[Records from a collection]
** Begin **

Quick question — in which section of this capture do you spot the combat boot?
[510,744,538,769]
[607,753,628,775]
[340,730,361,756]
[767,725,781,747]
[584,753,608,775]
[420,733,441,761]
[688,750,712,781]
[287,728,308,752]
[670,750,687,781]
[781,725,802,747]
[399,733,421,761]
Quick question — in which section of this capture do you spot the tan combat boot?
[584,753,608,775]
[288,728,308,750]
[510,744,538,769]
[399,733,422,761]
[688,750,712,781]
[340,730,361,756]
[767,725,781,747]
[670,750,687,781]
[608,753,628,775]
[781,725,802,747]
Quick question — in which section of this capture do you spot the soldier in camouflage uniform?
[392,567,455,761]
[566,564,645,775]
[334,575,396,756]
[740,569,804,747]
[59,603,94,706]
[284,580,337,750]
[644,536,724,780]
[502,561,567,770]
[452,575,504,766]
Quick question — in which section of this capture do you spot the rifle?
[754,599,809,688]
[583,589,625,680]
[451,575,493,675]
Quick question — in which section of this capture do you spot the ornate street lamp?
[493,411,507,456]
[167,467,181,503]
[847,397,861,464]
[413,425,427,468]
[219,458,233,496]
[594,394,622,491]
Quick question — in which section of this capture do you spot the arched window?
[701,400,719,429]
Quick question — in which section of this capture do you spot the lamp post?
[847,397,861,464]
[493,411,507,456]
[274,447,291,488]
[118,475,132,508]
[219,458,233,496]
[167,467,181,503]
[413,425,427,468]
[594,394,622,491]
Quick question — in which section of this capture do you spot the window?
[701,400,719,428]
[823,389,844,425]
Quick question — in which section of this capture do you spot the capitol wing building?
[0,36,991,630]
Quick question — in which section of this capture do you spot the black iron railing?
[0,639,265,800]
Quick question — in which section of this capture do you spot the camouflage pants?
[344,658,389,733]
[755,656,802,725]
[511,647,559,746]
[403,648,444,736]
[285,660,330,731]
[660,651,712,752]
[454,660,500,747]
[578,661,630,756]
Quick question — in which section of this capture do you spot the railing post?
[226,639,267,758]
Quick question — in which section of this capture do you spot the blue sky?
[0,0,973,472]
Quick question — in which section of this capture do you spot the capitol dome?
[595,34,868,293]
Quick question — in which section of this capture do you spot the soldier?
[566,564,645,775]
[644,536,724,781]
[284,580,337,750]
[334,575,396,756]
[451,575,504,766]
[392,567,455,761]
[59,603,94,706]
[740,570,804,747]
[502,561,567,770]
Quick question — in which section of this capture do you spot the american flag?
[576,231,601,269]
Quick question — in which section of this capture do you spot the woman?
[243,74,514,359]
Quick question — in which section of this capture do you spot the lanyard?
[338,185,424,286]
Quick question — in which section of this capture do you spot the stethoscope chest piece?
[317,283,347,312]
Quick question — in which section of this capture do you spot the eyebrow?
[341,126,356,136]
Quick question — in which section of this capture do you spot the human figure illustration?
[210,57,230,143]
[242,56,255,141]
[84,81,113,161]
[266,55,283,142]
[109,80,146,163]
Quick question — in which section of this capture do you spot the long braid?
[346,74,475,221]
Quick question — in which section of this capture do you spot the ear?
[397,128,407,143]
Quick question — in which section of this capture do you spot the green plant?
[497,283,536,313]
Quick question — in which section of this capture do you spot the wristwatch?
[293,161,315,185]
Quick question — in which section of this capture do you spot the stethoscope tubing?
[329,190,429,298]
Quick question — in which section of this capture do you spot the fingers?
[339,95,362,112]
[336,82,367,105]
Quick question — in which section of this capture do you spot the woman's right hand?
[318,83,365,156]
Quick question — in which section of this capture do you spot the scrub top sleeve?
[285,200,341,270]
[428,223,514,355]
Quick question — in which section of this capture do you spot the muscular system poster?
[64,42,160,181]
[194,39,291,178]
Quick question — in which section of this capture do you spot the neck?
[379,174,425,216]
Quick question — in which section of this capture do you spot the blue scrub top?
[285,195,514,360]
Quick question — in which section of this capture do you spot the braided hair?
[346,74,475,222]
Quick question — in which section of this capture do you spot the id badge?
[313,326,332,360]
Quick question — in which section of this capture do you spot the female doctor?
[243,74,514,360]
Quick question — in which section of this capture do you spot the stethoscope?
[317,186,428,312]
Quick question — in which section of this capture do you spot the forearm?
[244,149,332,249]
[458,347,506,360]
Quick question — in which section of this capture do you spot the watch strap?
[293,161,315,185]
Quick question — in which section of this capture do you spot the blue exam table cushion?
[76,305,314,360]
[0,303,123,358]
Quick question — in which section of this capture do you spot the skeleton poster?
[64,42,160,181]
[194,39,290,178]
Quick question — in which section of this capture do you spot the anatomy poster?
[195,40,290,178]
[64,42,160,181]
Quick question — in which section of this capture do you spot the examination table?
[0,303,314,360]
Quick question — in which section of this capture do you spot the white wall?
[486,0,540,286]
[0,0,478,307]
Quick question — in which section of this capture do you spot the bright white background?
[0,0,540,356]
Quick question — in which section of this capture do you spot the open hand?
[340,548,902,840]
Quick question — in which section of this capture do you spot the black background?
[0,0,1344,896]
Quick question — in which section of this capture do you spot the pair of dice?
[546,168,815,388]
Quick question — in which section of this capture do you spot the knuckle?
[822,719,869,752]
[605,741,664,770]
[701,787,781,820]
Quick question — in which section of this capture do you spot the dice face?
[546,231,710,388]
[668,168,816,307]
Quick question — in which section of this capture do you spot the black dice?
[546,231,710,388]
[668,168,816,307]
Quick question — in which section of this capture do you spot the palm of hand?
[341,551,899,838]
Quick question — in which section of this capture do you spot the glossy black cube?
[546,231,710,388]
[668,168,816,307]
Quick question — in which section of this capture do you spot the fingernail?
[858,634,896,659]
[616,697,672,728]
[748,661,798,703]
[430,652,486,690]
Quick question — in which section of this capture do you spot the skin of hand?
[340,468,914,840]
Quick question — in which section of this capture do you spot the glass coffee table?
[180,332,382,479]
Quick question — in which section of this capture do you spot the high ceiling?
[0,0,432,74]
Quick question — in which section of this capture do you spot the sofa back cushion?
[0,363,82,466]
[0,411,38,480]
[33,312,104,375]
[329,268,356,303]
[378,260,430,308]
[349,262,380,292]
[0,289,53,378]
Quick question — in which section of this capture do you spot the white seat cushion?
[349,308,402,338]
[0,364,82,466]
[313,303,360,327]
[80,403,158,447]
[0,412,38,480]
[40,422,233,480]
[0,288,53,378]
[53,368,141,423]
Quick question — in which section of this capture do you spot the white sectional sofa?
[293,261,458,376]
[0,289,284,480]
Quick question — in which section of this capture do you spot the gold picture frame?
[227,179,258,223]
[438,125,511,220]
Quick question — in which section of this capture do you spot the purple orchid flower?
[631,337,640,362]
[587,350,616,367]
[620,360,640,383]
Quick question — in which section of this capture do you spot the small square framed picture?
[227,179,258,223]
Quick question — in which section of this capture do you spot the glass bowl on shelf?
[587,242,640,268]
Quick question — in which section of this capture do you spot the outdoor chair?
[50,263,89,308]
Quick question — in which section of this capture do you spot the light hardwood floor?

** End **

__WHAT NEEDS TO BE DONE__
Reproduce every line of the data above, with nothing changed.

__OUTPUT OF THE EXERCISE__
Quick question — in which section of this capture do you spot the combat boot?
[510,744,538,769]
[607,753,628,775]
[340,730,361,756]
[767,725,781,747]
[584,753,608,775]
[420,733,441,761]
[688,750,712,781]
[287,728,308,752]
[670,750,687,781]
[781,725,802,747]
[399,733,421,761]
Quick question — in which section of this capture do you spot the tan combat boot?
[584,753,608,775]
[288,728,308,750]
[510,744,538,769]
[399,733,422,761]
[688,750,712,781]
[340,730,361,756]
[767,725,781,747]
[670,750,687,781]
[608,753,628,775]
[781,725,802,747]
Quick question — in which section of this capture do you spot the soldier in camouflage uniform?
[392,567,455,761]
[566,564,645,775]
[334,575,396,756]
[740,569,804,747]
[59,603,94,706]
[284,580,337,750]
[644,536,724,780]
[502,561,567,770]
[452,575,504,766]
Quick question — in which section of this capture do you spot the rifle?
[754,599,809,688]
[583,589,625,680]
[451,575,493,675]
Quick question — in which section of this capture do you spot the ornate street lamp?
[493,411,507,456]
[167,467,181,503]
[847,397,861,464]
[413,425,427,468]
[219,458,233,496]
[594,394,622,491]
Quick question — in which section of this capture do you spot the arched window?
[701,400,719,429]
Quick question — in which section of this capture do you spot the lamp post?
[847,397,861,464]
[493,411,507,456]
[274,447,291,488]
[118,475,132,508]
[219,458,233,496]
[167,467,181,503]
[413,425,427,468]
[594,394,622,491]
Quick question — in which section of this capture do you spot the window?
[701,400,719,428]
[823,389,844,425]
Quick question — in which section of this capture do you spot the capitol wing building?
[0,36,991,630]
Quick question — in which section of this capture do you spot the black iron railing?
[0,639,265,800]
Quick question — in which section of this capture do you spot the camouflage pants?
[344,658,389,733]
[755,656,802,725]
[511,647,559,746]
[403,648,444,736]
[285,660,330,731]
[660,651,712,752]
[454,660,500,747]
[578,661,630,756]
Quick question — in which section of this capture do you spot the railing post?
[226,639,267,758]
Quick question — in which section of this capture do you spot the blue sky?
[0,0,973,472]
Quick question — in which section of this capture do you spot the capitol dome?
[595,34,868,293]
Quick question — in which section of this capture do you spot the soldier?
[566,564,645,775]
[644,536,724,781]
[284,580,337,750]
[334,575,396,756]
[451,575,504,766]
[392,567,455,761]
[59,603,94,706]
[740,570,804,747]
[502,561,567,770]
Quick question — in which section of this capture do you spot the american flag?
[576,231,601,269]
Quick question — in which section of this capture do you spot the woman?
[243,74,514,359]
Quick question — in which section of this capture do you spot the lanyard?
[338,185,424,286]
Quick question — in which section of this capture do you spot the stethoscope chest piece?
[317,283,347,312]
Quick question — in which section of this capture do you spot the eyebrow?
[341,126,356,136]
Quick question — in which section of this capture do you spot the human figure illustration?
[210,57,230,143]
[242,56,255,141]
[84,81,113,161]
[266,55,283,142]
[109,80,146,163]
Quick question — in which section of this capture do you spot the long braid?
[346,74,475,221]
Quick question — in which section of this capture do you spot the ear?
[397,128,407,143]
Quick question — in which section of this capture do you spot the green plant?
[497,283,536,313]
Quick question — in which section of this capture do you spot the wristwatch?
[293,161,315,185]
Quick question — in which section of this capture do you spot the stethoscope tubing?
[329,190,429,298]
Quick question — in which section of this capture do you spot the fingers?
[339,95,362,112]
[336,82,367,105]
Quick question — in which section of this capture do you spot the woman's right hand?
[318,83,365,156]
Quick question — in which section of this capture do you spot the scrub top sleeve?
[285,200,341,270]
[428,223,514,355]
Quick question — in which section of this capture do you spot the muscular system poster?
[64,42,160,181]
[194,39,291,178]
Quick question — in which section of this capture do you spot the neck?
[379,174,425,216]
Quick question — in which section of this capture do you spot the blue scrub top?
[285,195,514,360]
Quick question — in which section of this capture do you spot the braided hair?
[346,74,475,222]
Quick question — in which section of this capture do you spot the id badge?
[313,326,332,360]
Quick question — in which section of this capture do you spot the female doctor?
[243,74,514,360]
Quick question — in which section of this capture do you spot the stethoscope?
[317,186,428,312]
Quick question — in which section of this capture do you spot the forearm?
[244,149,332,249]
[458,347,506,360]
Quick question — in which section of this capture do you spot the watch strap?
[293,161,315,185]
Quick question — in which section of this capture do you spot the blue exam table cushion?
[76,305,314,360]
[0,303,123,358]
Quick question — in which section of this capture do you spot the skeleton poster?
[64,42,160,181]
[194,39,290,178]
Quick question — in which section of this capture do you spot the anatomy poster?
[195,40,290,178]
[64,42,160,181]
Quick question — in which section of this capture do you spot the examination table?
[0,303,314,360]
Quick question — in which section of this capture do you spot the white wall?
[486,0,540,286]
[0,0,478,307]
Quick question — in which section of this capture do you spot the bright white background?
[0,0,540,356]
Quick question — in which section of this capture do you spot the open hand?
[340,548,902,840]
Quick question — in which section of this capture do you spot the black background?
[0,0,1344,896]
Quick question — in which section of this capture do you spot the pair of dice?
[546,168,815,388]
Quick question — in which section of this capture do you spot the knuckle?
[822,719,869,752]
[605,741,664,770]
[701,787,781,820]
Quick question — in which section of this capture do you spot the dice face?
[546,231,710,388]
[668,168,816,307]
Quick question — in which section of this capture do you spot the black dice?
[546,231,710,388]
[668,168,816,307]
Quick question — in which section of this capture do you spot the palm of hand?
[341,551,899,838]
Quick question — in which section of this capture do you spot the glossy black cube?
[546,231,710,388]
[668,168,816,307]
Quick question — in which section of this capture do you spot the fingernail?
[858,634,896,659]
[616,697,672,728]
[748,661,798,703]
[430,652,486,690]
Quick question — in which section of this capture do you spot the skin of hand?
[340,468,914,840]
Quick question — in which section of this capture do you spot the glass coffee table?
[180,332,382,479]
Quick question — in which section of this capture do you spot the high ceiling?
[0,0,432,74]
Quick question — in which section of this capture do you spot the sofa back cushion?
[0,363,82,466]
[0,411,38,480]
[33,312,104,375]
[329,268,356,303]
[378,260,430,308]
[349,262,380,292]
[0,289,53,378]
Quick question — in which section of this capture do you spot the white seat cushion?
[349,308,402,338]
[0,364,82,466]
[313,303,360,327]
[80,403,158,447]
[0,412,38,480]
[40,422,233,480]
[0,288,53,378]
[53,368,141,423]
Quick question — in which section of this capture do you spot the white sectional sofa?
[293,261,458,376]
[0,289,284,480]
Quick question — in which section of this capture do you spot the gold picture frame?
[227,179,258,223]
[438,125,511,220]
Quick question — in which section of this capture do you spot the purple orchid flower?
[631,337,640,362]
[587,350,616,367]
[620,360,640,383]
Quick question — in which section of this capture do you spot the small square framed picture?
[227,179,258,223]
Quick question — in which section of this capture do you spot the glass bowl on shelf?
[587,242,640,268]
Quick question — in which section of this capture do you spot the outdoor chair?
[50,263,89,308]
Quick question — in which section of this capture do you spot the light hardwood floor?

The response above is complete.